Gestellte Aufgabe 1 - Prüfen Sie anhand des Textauszugs über Kathi König, ob die Aussagen (a) Kathi König hat Multiple Sklerose, (b) die Kundin im Frisierstuhl hat über Kopfschmerzen geklagt und (c) Kathi arbeitet schweigend zutreffen. Antworten Sie jeweils mit Ja oder Nein und zitieren Sie die entscheidenden Worte des Textauszugs wörtlich.

Textauszug -
______
Kathi König ist eine echte Berliner Schnauze. Während sie ihrer Kundin die Haare wäscht, Strähnchen legt und mit der Schere hantiert, quasselt sie in einer Tour. Fröhlich ist sie, die Kathi und voller Energie. Umso mehr wundert sich die Frau im Frisierstuhl, die gerade über kaputte Bandscheiben geklagt hat, als Kathi sagt: "Bandscheibe? Da kann ich nur lachen. Ich habe Multiple Sklerose. Und im letzten Jahr fast alles verloren, was mir wichtig war." Die Kundin schluckt. Und Kathi lacht: "Trotzdem fühl ick mir gut. Komisch, wa? So´n bisschen wie der Hans im Glück."
______
Gestellte Aufgabe 2 - Ziehen Sie aus den Einträgen unten jede Zeile heraus, die die Zeichenfolge „Please“ enthält. Groß- und Kleinschreibung ist dabei zu beachten.
______
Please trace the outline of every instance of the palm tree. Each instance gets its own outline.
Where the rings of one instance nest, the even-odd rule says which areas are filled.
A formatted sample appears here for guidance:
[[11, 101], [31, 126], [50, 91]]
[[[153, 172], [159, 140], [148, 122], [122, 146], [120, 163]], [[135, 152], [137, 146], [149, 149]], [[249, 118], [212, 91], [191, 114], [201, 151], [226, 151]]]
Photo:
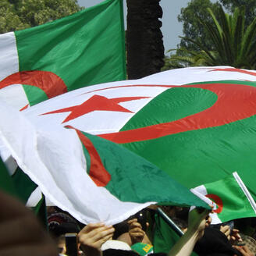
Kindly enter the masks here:
[[[245, 28], [244, 8], [235, 9], [233, 15], [225, 13], [219, 8], [219, 21], [210, 9], [208, 9], [213, 21], [200, 20], [212, 42], [212, 48], [206, 48], [198, 41], [188, 37], [184, 40], [198, 46], [200, 52], [187, 51], [186, 58], [188, 66], [232, 66], [236, 68], [256, 69], [256, 17]], [[186, 49], [181, 49], [186, 52]], [[185, 61], [186, 58], [174, 55], [169, 61]]]
[[161, 70], [164, 46], [160, 0], [126, 0], [127, 73], [137, 79]]

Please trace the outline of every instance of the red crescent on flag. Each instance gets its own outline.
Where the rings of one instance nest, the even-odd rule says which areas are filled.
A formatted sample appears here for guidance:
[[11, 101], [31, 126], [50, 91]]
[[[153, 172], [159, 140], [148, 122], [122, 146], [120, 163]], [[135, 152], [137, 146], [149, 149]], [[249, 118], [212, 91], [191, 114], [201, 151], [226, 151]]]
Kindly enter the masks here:
[[98, 136], [116, 143], [143, 141], [190, 130], [219, 126], [256, 114], [254, 87], [233, 84], [199, 84], [179, 87], [208, 90], [215, 93], [218, 98], [212, 107], [176, 121]]
[[0, 89], [12, 84], [27, 84], [44, 91], [48, 98], [67, 92], [64, 81], [49, 71], [32, 70], [13, 73], [0, 81]]
[[215, 210], [213, 210], [215, 213], [220, 213], [222, 212], [223, 209], [223, 202], [222, 198], [220, 198], [219, 196], [214, 194], [208, 194], [205, 195], [206, 197], [212, 199], [212, 201], [214, 201], [214, 202], [218, 205], [218, 208]]
[[65, 127], [74, 129], [82, 144], [87, 150], [91, 158], [91, 166], [88, 172], [91, 179], [98, 187], [105, 187], [111, 180], [111, 175], [104, 167], [101, 157], [92, 142], [79, 130], [71, 126], [66, 126]]

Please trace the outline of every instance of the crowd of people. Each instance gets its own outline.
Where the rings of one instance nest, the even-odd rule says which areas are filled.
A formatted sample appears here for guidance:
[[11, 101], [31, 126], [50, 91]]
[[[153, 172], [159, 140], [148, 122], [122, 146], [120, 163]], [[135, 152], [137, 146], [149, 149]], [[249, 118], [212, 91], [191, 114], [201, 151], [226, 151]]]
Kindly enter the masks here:
[[[255, 255], [254, 248], [249, 249], [239, 230], [233, 227], [233, 222], [212, 226], [210, 211], [205, 209], [196, 208], [184, 219], [180, 216], [180, 208], [163, 208], [184, 234], [169, 252], [155, 252], [151, 233], [148, 232], [154, 229], [154, 221], [146, 222], [146, 215], [145, 219], [131, 216], [115, 226], [102, 222], [84, 226], [67, 212], [52, 207], [47, 232], [32, 211], [16, 199], [0, 192], [0, 202], [1, 256], [187, 256], [193, 251], [199, 256]], [[148, 212], [154, 211], [150, 208]], [[67, 237], [75, 242], [70, 244], [71, 250]]]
______
Vollständige Antwort 1 -
(a) Ja: „Ich habe Multiple Sklerose.“
(b) Nein: „die gerade über kaputte Bandscheiben geklagt hat“
(c) Nein: „quasselt sie in einer Tour“

Vollständige Antwort 2 -
Please trace the outline of every instance of the palm tree. Each instance gets its own outline.
Please trace the outline of every instance of the red crescent on flag. Each instance gets its own outline.
Please trace the outline of every instance of the crowd of people. Each instance gets its own outline.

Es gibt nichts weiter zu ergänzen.